> [WRITTEN INSTRUCTION A]
Please update the MLflow lesson by reproducing everything from "MLflow Model Flavors" down to "with any framework.", with "framework" replaced by "library".
> [WRITTEN INSTRUCTION B]
According to the MLflow lesson, what share of the certification exam do MLflow Models and the Model Registry make up together?
> [WRITTEN INSTRUCTION C]
List every topic the MLflow lesson says it covers.
— BEGIN SUPPLIED PASSAGE —
MLflow Models & Registry
MLflow Models and the Model Registry together make up ~30% of the certification exam. This lesson covers model flavors, signatures, input examples, the Model Registry workflow, stage transitions, and includes practice questions.
MLflow Model Flavors
A flavor is MLflow's way of packaging a model so it can be loaded and used by different tools. Each ML framework has its own flavor, plus there is a universal pyfunc flavor that works with any framework.
import mlflow
from sklearn.ensemble import RandomForestClassifier
import tensorflow as tf
# Log a scikit-learn model (sklearn flavor)
with mlflow.start_run():
model = RandomForestClassifier().fit(X_train, y_train)
mlflow.sklearn.log_model(model, "model")
# Log a TensorFlow/Keras model (tensorflow flavor)
with mlflow.start_run():
tf_model = tf.keras.Sequential([...])
tf_model.fit(X_train, y_train)
mlflow.tensorflow.log_model(tf_model, "model")
— END SUPPLIED PASSAGE —
— BEGIN DATA RECORDS —
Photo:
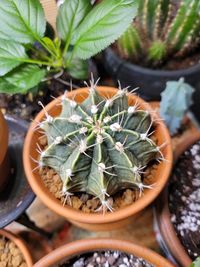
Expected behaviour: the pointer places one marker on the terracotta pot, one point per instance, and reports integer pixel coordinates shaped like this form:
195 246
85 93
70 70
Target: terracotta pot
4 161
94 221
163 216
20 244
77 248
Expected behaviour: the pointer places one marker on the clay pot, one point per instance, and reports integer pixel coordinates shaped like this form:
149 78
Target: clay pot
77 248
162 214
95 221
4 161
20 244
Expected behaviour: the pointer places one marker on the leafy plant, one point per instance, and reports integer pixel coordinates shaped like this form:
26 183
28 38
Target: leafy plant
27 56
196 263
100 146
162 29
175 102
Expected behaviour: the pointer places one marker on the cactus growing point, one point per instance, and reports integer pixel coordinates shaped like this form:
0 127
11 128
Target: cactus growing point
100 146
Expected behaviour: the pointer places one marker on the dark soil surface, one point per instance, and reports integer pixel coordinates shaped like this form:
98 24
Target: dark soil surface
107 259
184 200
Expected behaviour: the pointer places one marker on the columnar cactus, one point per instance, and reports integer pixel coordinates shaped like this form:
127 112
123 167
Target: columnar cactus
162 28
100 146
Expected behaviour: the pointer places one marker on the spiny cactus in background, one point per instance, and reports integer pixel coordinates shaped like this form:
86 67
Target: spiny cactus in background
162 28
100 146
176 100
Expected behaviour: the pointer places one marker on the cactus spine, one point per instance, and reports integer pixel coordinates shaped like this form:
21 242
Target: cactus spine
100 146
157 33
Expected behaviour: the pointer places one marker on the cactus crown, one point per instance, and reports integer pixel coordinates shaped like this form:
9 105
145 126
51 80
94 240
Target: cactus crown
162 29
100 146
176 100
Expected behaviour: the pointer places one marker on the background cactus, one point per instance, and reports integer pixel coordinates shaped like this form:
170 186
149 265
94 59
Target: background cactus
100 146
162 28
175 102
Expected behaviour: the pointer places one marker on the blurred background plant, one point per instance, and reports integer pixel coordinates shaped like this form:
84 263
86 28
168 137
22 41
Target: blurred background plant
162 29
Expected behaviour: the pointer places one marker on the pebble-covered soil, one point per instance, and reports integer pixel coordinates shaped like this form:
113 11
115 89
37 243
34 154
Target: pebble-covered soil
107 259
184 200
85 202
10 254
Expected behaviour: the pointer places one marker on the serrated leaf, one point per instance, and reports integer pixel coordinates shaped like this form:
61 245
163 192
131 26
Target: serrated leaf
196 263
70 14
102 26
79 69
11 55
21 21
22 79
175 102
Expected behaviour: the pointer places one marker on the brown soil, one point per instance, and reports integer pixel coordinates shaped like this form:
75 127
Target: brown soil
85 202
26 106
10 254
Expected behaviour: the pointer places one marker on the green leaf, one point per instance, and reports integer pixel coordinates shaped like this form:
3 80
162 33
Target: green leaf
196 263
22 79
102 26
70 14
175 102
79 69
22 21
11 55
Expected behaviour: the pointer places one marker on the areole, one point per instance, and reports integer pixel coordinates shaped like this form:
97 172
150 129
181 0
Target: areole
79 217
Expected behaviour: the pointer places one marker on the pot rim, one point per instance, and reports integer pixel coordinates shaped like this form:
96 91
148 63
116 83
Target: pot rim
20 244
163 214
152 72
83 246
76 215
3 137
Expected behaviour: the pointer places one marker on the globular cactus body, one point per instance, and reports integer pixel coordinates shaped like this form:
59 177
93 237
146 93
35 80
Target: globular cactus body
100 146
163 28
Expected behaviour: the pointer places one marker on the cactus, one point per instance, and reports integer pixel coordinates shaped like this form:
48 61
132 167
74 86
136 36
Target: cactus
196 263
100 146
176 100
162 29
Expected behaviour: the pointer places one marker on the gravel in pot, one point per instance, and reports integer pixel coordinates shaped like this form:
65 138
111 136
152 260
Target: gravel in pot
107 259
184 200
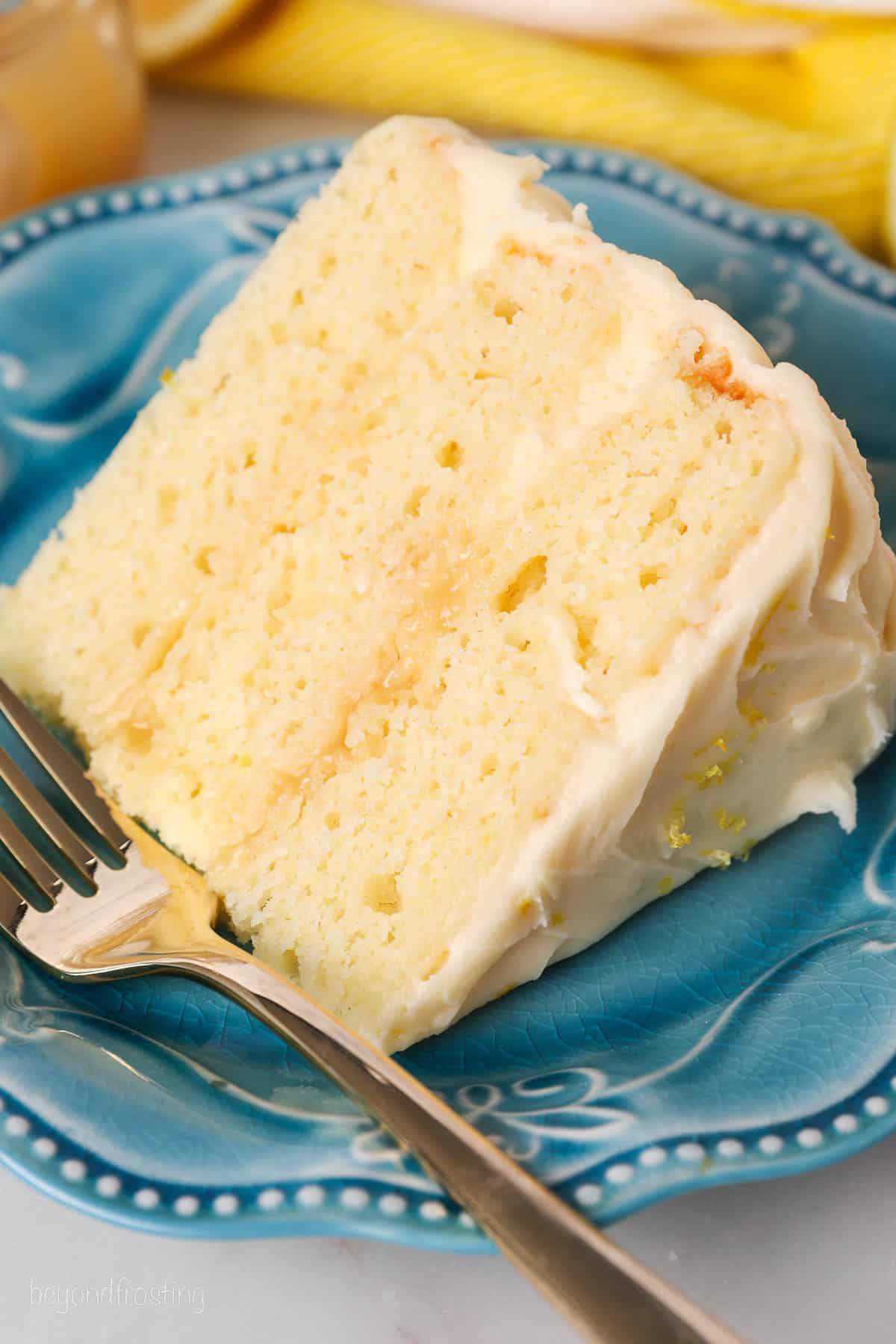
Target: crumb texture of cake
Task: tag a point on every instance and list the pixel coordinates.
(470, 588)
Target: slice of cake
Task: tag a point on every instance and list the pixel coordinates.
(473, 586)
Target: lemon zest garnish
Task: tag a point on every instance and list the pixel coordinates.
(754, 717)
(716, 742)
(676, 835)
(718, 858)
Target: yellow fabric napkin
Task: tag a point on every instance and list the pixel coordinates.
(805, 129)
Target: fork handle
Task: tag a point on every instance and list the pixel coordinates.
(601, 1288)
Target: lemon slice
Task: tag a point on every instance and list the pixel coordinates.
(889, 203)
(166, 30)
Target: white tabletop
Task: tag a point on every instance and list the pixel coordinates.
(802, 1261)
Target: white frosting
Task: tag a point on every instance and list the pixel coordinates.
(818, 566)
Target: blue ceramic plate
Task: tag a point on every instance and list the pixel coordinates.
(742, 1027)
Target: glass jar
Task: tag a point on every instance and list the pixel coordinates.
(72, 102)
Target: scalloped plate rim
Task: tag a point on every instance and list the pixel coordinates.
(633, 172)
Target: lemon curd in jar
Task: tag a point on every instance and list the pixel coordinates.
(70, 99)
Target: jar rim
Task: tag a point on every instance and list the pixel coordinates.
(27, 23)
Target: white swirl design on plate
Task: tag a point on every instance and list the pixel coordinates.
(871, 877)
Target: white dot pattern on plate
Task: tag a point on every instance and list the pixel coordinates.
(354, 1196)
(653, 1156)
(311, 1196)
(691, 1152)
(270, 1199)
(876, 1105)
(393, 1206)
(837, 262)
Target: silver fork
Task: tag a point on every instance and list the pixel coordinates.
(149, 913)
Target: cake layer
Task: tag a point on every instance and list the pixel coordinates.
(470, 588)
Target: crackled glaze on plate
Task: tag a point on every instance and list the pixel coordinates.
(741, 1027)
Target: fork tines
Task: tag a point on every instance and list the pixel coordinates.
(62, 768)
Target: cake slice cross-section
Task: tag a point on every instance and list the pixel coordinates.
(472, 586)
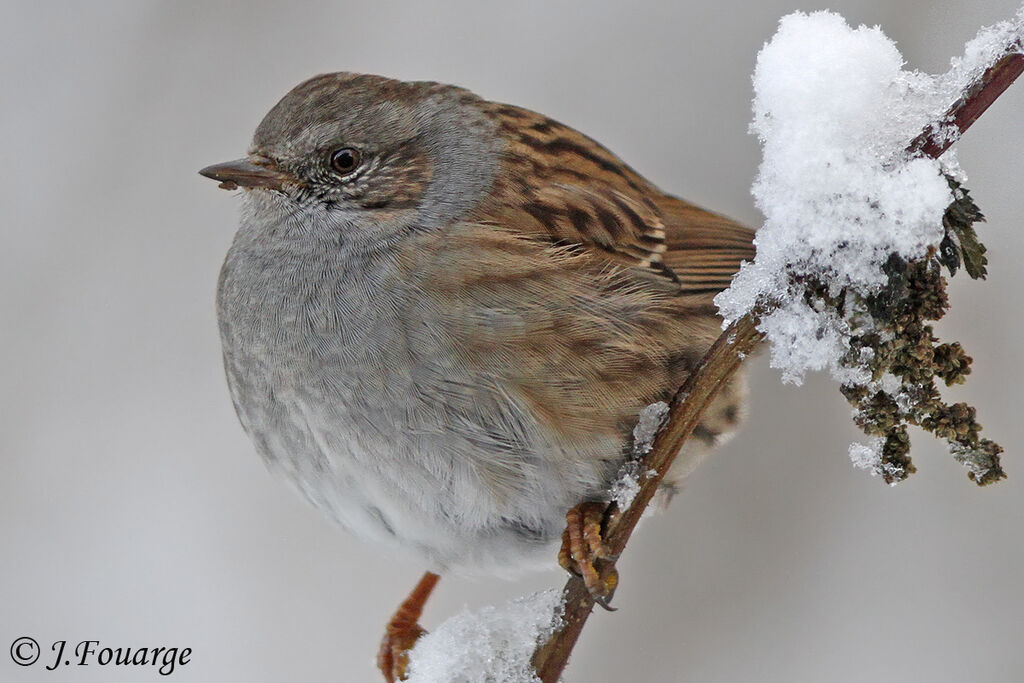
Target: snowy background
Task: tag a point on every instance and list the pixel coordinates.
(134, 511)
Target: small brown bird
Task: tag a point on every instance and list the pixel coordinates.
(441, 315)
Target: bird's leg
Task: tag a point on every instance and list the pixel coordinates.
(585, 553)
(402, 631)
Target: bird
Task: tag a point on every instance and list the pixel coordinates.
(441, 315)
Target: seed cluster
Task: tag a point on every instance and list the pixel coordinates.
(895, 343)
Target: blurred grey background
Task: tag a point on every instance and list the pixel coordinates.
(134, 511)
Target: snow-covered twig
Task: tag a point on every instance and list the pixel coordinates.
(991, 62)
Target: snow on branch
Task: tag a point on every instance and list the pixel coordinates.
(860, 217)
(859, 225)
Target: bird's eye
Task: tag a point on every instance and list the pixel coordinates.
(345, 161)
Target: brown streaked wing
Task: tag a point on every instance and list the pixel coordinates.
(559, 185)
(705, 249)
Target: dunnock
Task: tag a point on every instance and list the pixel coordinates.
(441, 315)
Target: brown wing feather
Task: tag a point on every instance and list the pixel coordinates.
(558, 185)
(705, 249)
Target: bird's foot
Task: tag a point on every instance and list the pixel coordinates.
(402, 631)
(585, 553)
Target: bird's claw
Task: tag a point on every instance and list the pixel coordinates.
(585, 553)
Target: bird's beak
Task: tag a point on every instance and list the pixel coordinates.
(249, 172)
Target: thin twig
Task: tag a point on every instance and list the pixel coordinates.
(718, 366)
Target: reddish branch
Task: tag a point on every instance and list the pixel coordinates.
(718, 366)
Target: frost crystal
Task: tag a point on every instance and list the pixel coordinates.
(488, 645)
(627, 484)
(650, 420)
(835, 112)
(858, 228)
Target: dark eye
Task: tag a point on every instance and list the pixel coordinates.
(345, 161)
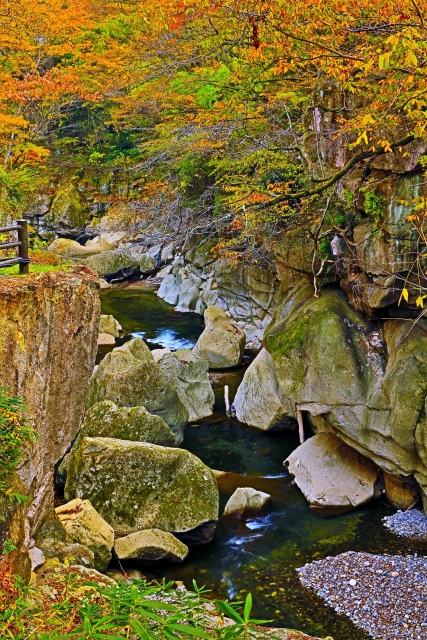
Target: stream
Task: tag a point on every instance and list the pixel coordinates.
— END DATA RECORDS —
> [EXPECTED OUTPUT A]
MLflow Model Flavors
A flavor is MLflow's way of packaging a model so it can be loaded and used by different tools. Each ML library has its own flavor, plus there is a universal pyfunc flavor that works with any library.

> [EXPECTED OUTPUT B]
About 30% of the exam.

> [EXPECTED OUTPUT C]
Model flavors, signatures, input examples, the Model Registry workflow, stage transitions, practice questions